*COMPITO 1*
Rispondi a queste domande sul testo relativo al ritardo nei pagamenti negli appalti di lavori pubblici:
(a) In quali articoli del d.P.R. n. 207/2010 è contenuta la disciplina del ritardo nei pagamenti?
(b) Quale obbligo cercano di eludere le clausole inserite dalle stazioni appaltanti nei contratti o nei capitolati?
(c) Di quanti giorni è il termine per disporre i pagamenti in acconto?
*COMPITO 2*
Trascrivi fedelmente il passo del testo sul ritardo nei pagamenti negli appalti di lavori pubblici che comincia con "Sono molto frequenti" e prosegue fino a "della stazione appaltante.".

*ESTRATTO DEL DOCUMENTO*
___

La disciplina del ritardo nei pagamenti nel contratto di appalto di lavori pubblici è contenuta negli artt. 133, comma 1, del D.Lgs. n. 163/2006 e negli artt. 142, 143 e 144 del d.P.R. n. 207/2010.

Sono molto frequenti nei contratti di appalto o nei capitolati predisposti dalle stazioni appaltanti, clausole mirate a depotenziare la rigorosa disciplina delineata in queste norme nel tentativo di eludere l’obbligo di corrispondere gli interessi in caso di pagamenti eseguiti in ritardo.

In particolare, quando il finanziamento deve essere erogato da un soggetto terzo, capita di leggere che il termine di trenta giorni per  disporre i pagamenti in acconto decorrerà dalla data dell’effettivo trasferimento dei fondi, oppure che è esclusa la maturazione degli interessi a favore dell’appaltatore allorquando il ritardo nei pagamenti sia dovuto a ritardi da parte dell’ente finanziatore nell’erogazione dei fondi a favore della stazione appaltante.

___

*RIGHE DEL DATASET*
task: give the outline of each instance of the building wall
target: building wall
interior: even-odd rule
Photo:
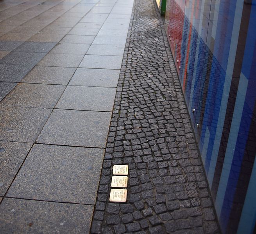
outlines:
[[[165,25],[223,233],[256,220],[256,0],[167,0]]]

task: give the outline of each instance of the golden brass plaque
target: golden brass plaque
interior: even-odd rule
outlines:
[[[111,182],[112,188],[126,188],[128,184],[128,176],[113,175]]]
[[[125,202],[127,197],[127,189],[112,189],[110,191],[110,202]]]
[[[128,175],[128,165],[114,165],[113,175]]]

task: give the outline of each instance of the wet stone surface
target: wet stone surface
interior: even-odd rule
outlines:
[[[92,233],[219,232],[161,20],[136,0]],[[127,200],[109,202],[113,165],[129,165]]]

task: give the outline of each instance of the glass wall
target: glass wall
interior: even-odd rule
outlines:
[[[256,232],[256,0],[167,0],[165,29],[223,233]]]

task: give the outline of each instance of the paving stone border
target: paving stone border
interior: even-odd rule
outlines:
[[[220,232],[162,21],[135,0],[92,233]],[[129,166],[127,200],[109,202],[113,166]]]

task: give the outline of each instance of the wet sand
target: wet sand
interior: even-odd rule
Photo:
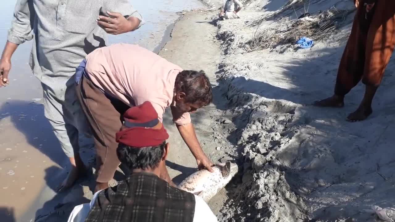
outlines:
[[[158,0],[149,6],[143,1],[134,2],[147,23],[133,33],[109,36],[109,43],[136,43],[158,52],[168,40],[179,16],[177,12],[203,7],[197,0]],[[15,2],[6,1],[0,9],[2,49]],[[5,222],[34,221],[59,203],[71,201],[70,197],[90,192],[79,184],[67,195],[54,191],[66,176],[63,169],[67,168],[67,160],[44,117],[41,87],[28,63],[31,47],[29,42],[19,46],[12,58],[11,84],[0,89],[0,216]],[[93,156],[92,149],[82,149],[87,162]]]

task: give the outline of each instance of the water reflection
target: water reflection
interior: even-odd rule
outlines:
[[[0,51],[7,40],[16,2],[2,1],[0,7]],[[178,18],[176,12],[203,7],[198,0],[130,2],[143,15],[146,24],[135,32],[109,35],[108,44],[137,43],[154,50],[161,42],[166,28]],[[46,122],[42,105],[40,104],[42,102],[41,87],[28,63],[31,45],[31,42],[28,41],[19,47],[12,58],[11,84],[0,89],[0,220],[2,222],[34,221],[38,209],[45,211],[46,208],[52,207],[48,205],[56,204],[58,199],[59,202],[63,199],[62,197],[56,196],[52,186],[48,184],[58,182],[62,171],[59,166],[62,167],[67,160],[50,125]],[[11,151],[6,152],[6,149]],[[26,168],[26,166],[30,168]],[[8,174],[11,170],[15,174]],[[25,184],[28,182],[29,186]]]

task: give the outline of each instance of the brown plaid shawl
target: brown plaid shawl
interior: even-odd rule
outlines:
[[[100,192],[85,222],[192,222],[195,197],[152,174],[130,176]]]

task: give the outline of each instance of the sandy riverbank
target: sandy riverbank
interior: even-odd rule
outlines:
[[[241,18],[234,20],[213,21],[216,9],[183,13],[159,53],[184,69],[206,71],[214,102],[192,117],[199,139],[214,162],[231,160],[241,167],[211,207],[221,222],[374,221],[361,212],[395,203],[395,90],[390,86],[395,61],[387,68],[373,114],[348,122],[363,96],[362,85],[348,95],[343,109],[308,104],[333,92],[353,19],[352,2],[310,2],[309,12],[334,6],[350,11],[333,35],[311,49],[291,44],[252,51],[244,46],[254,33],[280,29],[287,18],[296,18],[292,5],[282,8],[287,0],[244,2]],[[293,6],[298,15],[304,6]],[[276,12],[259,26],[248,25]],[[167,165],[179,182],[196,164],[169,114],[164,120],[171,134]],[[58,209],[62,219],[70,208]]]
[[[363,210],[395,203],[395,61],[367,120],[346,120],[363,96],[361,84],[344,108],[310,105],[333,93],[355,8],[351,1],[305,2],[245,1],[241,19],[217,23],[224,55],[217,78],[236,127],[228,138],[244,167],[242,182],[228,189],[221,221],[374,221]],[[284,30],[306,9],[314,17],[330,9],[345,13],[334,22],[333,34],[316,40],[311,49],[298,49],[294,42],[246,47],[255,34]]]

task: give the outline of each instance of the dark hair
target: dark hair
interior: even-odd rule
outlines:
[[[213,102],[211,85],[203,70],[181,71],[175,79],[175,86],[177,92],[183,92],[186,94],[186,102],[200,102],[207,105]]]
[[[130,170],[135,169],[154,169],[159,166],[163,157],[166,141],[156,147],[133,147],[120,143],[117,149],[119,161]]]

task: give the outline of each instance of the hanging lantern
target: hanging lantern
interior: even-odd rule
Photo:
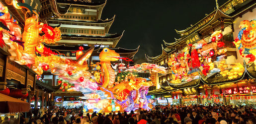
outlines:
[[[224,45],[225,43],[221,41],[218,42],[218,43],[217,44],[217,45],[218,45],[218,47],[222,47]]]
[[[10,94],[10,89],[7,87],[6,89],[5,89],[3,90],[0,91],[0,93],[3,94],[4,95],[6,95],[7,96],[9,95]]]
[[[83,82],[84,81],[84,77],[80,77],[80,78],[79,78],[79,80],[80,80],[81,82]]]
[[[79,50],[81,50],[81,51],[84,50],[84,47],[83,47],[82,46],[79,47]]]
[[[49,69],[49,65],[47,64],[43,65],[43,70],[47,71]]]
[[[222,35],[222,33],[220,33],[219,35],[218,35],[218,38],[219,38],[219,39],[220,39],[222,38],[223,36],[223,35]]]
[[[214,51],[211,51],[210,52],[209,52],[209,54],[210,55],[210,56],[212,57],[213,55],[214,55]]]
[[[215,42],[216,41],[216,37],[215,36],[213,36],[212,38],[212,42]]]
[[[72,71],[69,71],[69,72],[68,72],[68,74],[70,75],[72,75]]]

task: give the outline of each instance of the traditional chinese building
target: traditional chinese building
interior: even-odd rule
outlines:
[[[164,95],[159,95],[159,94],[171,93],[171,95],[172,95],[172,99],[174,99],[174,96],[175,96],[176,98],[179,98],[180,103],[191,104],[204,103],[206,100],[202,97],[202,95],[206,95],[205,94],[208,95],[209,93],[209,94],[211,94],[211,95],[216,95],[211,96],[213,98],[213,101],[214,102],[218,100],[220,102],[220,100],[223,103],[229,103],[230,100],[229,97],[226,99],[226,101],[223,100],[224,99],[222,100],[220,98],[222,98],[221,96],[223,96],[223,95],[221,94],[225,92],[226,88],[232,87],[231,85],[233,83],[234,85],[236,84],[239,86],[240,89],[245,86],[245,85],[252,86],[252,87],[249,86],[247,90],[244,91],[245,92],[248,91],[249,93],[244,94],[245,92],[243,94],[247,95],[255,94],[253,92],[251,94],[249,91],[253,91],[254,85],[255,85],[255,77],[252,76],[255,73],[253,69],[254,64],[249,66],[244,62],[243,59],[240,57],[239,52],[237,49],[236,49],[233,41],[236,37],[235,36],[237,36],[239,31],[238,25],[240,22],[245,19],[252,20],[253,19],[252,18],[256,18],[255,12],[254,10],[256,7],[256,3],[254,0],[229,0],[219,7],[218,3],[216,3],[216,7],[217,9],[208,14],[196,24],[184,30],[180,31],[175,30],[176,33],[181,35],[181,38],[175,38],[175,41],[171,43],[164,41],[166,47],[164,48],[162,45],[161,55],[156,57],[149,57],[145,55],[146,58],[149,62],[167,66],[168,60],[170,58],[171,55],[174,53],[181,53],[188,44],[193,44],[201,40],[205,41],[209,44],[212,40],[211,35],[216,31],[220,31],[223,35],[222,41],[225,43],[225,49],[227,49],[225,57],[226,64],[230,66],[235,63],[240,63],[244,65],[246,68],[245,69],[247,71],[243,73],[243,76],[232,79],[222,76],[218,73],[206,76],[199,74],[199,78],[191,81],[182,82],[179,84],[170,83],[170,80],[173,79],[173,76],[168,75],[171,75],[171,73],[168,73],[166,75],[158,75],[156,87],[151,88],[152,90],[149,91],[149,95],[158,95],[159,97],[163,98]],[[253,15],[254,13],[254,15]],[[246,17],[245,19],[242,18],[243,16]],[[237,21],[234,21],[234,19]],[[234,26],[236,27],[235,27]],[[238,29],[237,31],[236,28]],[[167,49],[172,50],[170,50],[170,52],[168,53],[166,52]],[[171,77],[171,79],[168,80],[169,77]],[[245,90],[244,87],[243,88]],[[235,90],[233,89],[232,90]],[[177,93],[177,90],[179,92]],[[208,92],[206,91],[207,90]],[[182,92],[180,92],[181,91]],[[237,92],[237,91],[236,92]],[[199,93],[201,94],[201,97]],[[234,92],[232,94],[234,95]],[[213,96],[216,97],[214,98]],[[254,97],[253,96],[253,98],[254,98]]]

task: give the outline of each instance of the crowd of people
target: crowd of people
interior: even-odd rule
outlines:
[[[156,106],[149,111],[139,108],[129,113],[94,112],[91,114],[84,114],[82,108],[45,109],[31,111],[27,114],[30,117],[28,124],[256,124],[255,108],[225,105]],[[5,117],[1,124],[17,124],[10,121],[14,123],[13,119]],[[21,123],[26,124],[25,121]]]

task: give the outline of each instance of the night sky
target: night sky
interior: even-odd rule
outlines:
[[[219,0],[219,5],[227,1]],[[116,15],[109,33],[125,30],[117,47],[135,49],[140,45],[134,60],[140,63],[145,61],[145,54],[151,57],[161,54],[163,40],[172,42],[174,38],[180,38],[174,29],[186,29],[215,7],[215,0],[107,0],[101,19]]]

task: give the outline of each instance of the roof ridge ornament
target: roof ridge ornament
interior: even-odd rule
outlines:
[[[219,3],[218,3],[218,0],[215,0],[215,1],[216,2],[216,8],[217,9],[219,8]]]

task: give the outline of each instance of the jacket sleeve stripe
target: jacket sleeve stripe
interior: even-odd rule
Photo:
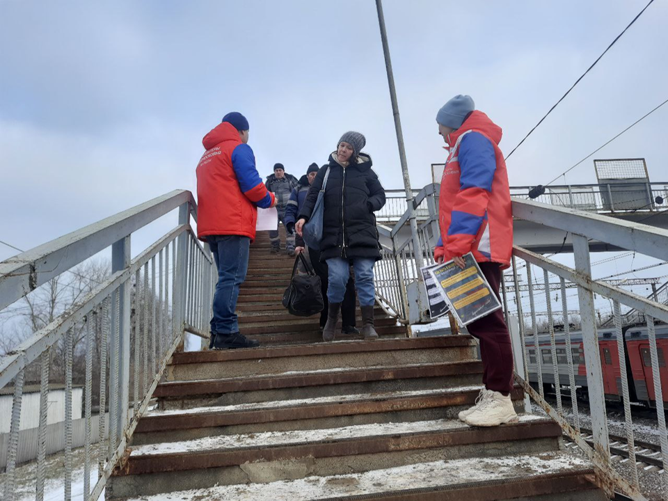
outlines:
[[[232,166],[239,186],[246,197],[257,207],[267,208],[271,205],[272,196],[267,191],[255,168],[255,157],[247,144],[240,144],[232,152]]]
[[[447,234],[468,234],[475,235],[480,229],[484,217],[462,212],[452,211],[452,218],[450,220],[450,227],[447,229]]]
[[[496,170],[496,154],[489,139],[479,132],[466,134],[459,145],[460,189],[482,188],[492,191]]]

___

*RISPOSTA 1*
(a) Negli artt. 142, 143 e 144.
(b) L'obbligo di corrispondere gli interessi in caso di pagamenti eseguiti in ritardo.
(c) Trenta giorni.

*RISPOSTA 2*
Sono molto frequenti nei contratti di appalto o nei capitolati predisposti dalle stazioni appaltanti, clausole mirate a depotenziare la rigorosa disciplina delineata in queste norme nel tentativo di eludere l’obbligo di corrispondere gli interessi in caso di pagamenti eseguiti in ritardo.

In particolare, quando il finanziamento deve essere erogato da un soggetto terzo, capita di leggere che il termine di trenta giorni per  disporre i pagamenti in acconto decorrerà dalla data dell’effettivo trasferimento dei fondi, oppure che è esclusa la maturazione degli interessi a favore dell’appaltatore allorquando il ritardo nei pagamenti sia dovuto a ritardi da parte dell’ente finanziatore nell’erogazione dei fondi a favore della stazione appaltante.